Decepciones, peligros y preocupaciones
11. La lectura de las transformaciones habidas en Europa durante
el último decenio no debe sin embargo deslizarse por caminos de ingenuo
optimismo, sino más bien asumir los principios del realismo, que no disimula
el carácter de incertidumbre y fragilidad
propio de esta fase de la historia europea. Como amonestaba desde un
principio Juan Pablo II (18), no faltan nuevos riesgos de engaño y decepción, y
no cabe disimular la existencia de preocupaciones y peligros que no resultan
indiferentes. Y precisamente este conjunto de decepciones, preocupaciones y
peligros configura el rostro de una Europa que parece haber perdido la esperanza.
Contribuye en primer lugar a alimentar un clima de decepción la comprobación
difusa de que, pese a los esfuerzos realizados y a los avances registrados, la
construcción de una casa común europea basada en los valores evangélicos se ha
revelado una meta bastante más difícil de alcanzar de lo que las Iglesias
prospectaban a principios del presente decenio. El mismo proyecto de una nueva
forma de organización de las alianzas políticas,
económicas y militares, prescindiendo de referencias a los valores cristianos,
ha revelado su faz auténtica de pura estrategia de poder, si bien parcialmente
finalizada al bien de los pueblos de cada nación.
En términos generales, se ha caído
en la cuenta de que el comunismo no es el único enemigo. En efecto, el predominio
cultura¡ del marxismo se ha visto reemplazado por el de un pluralismo
indiferenciado y tendencialmente escéptico o nihilista, pluralismo cuyas raíces
están muy ramificadas en la vivencia social actual y que produce una
antropología marcadamente reductiva, o incluso, en muchos casos, la renuncia a
proponer cualquier perspectiva de sentido.
Especialmente en los países del
Este se han revelado engañosas algunas expectativas, pues no se habían considerado
seriamente los efectos del comunismo, con el vacío antropológico y ético que
éste ha producido, y se había caído en la ingenua ilusión de que, una vez
derribado el comunismo, todo cambiaría a mejor casi de forma automática.
━━━━━━━━
## Partes del ejercicio
1 – Localiza en los registros cada línea que contenga la palabra "person" y cópiala. Las mayúsculas y minúsculas cuentan.
2 – Prosigue el texto sobre las decepciones y peligros de Europa desde su última frase.

Entradas de señalamiento de objetos etiquetados:
━━━━━━━━
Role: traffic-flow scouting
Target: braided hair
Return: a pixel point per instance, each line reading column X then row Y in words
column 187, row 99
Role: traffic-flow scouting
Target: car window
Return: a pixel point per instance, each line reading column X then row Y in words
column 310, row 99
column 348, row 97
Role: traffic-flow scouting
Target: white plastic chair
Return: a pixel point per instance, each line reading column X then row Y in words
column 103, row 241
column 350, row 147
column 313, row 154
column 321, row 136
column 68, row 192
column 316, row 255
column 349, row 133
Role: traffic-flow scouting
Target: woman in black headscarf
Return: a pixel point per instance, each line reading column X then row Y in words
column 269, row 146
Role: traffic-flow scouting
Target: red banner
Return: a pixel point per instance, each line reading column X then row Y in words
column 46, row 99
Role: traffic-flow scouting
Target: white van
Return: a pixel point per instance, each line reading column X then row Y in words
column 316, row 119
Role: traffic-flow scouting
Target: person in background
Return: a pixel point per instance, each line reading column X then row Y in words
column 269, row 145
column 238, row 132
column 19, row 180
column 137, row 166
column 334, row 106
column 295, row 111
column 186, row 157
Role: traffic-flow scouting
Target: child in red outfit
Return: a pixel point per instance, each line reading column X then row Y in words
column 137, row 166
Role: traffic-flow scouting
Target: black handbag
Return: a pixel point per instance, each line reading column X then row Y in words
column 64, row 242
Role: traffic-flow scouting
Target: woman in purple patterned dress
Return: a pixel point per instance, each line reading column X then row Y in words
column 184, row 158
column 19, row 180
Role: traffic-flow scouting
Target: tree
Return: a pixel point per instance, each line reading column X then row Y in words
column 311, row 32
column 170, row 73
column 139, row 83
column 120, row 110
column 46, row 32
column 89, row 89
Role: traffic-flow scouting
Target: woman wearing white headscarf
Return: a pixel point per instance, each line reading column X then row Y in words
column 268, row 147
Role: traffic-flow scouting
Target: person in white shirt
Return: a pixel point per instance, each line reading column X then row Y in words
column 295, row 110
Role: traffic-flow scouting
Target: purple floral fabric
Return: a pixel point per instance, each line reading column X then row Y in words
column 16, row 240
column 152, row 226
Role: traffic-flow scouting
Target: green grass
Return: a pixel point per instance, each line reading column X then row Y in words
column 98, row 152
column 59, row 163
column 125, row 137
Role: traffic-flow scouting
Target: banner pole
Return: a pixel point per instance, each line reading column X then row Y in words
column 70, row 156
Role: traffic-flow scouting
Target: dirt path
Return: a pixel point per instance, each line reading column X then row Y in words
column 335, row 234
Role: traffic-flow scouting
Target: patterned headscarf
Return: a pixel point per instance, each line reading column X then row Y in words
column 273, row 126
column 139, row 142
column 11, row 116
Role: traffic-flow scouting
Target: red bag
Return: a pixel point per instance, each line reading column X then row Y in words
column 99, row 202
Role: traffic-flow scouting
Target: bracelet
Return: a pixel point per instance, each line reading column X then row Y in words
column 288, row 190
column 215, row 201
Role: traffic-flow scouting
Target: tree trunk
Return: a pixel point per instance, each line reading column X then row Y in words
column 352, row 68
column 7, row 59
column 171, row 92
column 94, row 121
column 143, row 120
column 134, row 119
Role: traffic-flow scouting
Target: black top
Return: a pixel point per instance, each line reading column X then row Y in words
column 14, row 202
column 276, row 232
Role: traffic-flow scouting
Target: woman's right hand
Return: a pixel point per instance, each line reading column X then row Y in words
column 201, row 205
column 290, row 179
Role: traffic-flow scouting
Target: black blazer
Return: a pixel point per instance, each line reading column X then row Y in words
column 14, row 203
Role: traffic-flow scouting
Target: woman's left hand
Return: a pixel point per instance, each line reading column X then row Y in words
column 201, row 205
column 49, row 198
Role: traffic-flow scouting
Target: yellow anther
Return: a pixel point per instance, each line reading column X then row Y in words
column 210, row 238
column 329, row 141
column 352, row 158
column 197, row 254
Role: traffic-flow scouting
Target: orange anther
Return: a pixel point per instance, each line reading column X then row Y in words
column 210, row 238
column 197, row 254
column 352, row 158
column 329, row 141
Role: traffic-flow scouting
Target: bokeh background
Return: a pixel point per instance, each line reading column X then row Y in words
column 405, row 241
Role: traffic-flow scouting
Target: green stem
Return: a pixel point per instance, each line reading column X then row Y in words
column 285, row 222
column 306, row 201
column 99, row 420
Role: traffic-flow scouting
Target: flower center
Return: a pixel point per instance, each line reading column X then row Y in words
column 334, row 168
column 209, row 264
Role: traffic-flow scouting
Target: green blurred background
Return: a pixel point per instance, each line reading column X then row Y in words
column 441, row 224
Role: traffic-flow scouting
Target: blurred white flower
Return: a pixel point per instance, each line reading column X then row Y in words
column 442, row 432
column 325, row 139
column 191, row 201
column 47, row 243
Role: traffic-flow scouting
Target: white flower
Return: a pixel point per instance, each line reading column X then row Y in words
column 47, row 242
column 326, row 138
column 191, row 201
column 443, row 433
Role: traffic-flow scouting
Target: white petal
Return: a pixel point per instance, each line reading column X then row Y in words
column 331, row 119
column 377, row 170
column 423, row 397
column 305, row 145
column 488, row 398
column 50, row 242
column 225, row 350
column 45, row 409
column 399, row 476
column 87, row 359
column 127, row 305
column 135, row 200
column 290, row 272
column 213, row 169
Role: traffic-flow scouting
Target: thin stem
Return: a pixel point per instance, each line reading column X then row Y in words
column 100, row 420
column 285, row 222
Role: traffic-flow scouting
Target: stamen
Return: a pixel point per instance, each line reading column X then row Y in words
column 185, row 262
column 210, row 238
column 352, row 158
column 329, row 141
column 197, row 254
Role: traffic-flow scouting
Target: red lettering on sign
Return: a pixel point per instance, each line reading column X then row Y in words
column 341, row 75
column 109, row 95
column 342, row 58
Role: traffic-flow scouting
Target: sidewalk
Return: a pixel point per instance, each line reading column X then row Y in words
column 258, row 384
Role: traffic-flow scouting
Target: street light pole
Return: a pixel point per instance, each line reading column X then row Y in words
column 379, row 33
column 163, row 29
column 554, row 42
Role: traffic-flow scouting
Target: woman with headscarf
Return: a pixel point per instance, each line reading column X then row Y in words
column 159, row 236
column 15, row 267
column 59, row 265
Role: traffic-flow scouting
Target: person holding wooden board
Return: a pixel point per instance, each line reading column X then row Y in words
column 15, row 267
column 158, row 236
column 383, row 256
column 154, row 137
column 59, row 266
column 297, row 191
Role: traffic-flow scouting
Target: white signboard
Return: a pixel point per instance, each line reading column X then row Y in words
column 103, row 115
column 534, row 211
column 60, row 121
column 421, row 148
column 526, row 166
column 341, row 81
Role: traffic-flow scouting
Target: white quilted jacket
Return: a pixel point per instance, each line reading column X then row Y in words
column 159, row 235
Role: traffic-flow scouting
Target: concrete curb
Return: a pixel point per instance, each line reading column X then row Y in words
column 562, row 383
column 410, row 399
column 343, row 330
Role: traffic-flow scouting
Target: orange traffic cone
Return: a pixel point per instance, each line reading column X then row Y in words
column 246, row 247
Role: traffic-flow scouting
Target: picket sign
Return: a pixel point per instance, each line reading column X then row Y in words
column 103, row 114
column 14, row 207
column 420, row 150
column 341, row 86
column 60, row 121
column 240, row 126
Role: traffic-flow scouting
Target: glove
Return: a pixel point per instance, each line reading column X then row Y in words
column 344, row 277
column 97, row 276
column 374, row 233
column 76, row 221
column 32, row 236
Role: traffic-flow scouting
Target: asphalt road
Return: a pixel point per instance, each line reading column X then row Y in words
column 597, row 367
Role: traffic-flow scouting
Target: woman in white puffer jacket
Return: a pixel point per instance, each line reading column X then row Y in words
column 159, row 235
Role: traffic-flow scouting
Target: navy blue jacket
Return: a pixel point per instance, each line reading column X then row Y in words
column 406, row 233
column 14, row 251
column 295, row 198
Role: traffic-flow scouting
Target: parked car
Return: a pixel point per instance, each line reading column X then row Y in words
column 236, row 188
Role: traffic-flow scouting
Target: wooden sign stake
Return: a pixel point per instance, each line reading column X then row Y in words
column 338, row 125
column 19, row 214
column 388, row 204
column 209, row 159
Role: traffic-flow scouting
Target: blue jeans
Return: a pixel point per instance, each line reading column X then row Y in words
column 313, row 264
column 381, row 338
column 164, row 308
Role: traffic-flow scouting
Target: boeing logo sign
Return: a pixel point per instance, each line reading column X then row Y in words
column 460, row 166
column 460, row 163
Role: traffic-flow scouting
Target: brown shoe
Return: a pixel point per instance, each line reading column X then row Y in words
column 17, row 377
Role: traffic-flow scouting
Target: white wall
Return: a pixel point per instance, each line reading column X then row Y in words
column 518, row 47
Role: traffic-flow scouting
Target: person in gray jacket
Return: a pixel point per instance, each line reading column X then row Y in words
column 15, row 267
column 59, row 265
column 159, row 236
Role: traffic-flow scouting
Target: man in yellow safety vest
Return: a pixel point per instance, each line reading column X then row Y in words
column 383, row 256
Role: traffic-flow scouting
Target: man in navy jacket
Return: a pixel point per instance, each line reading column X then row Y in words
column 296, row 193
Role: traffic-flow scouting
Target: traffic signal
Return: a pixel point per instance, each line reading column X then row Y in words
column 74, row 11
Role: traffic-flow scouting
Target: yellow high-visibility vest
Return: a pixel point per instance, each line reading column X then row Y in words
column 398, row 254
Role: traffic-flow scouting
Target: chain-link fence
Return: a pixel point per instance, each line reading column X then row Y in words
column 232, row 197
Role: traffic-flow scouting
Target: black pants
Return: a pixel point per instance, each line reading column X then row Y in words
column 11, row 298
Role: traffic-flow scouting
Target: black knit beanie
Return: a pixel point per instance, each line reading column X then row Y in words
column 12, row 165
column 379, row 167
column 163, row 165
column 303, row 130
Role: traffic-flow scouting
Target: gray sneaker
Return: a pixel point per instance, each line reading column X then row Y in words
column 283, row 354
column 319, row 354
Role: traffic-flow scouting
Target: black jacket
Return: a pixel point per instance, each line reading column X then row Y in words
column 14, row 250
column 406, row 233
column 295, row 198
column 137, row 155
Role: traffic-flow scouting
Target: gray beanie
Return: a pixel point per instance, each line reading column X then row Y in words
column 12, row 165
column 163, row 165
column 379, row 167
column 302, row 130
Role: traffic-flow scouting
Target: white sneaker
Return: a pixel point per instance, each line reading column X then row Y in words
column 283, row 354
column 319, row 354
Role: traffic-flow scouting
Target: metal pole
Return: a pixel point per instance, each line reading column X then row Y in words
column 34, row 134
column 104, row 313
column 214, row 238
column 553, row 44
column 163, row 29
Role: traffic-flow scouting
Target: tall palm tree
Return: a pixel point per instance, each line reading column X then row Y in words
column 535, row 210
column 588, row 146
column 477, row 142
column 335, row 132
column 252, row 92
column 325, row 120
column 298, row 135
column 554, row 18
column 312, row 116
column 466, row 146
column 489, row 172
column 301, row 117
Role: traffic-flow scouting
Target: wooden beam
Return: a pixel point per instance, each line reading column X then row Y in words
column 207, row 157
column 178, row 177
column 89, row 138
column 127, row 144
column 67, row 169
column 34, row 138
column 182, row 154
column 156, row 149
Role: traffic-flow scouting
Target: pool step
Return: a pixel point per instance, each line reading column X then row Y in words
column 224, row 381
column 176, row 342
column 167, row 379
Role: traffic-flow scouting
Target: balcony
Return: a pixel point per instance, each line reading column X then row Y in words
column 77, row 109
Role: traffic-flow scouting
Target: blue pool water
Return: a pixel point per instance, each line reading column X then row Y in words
━━━━━━━━
## Respuestas
1 –
Target: person in background
Target: person in white shirt
Target: person holding wooden board
Target: person in gray jacket

2 –
Algunos pensaban que la democracia traería automáticamente consigo riqueza y
prosperidad, y que la libertad permitiría que los bienes de Occidente llegaran
a todos los consumidores, proporcionando empleo a todos y haciendo que la
economía creciera. En cambio, la crisis ha llevado a la pobreza a miles de
familias. En el ámbito político, contribuyen a incrementar la decepción tanto
el regreso al poder, en muchos casos, de personas pertenecientes a las antiguas
fuerzas comunistas, como el hecho de que hayan surgido a veces, en vez de libertad
y paz, nacionalismos violentos. Tampoco faltan decepciones debidas a formas de
cerrazón y desinterés ante los dramas de algunos países del antiguo mundo
comunista por parte de la Europa occidental, que también se ha revelado menos
preparada y dispuesta a respetar y tutelar la diversidad y los derechos de
algunos pueblos y minorías, comprometidos en un camino de autodeterminación.
12. También resultan evidentes, y
se han subrayado en diferentes ámbitos, los peligros que corre la Europa de
hoy.
En el ámbito social, por ejemplo,
el fenómeno de la mundialización, al que ya se ha hecho referencia, al estar
con frecuencia regido sólo o principalmente por lógicas de corte mercantilista
a beneficio y favor de los poderosos, puede ser portador de nuevas desigualdades,
injusticias, marginaciones; puede contribuir al aumento del desempleo, constituir
una amenaza para el «Estado social», fomentar la tendencia a la desigualdad
tanto entre los distintos países como dentro de los mismos países industrializados,
plantear interrogantes incluso sobre la noción de «desarrollo sostenible»,
inaugurar nuevas formas de exclusión social, inestabilidad e inseguridad;
puede poner en tela de juicio la armonía de la relación entre economía,
sociedad y política, reducir el poder de las autoridades nacionales en materia
económica, introducir una especie de «hipercompetencia» salvaje, y así sucesivamente.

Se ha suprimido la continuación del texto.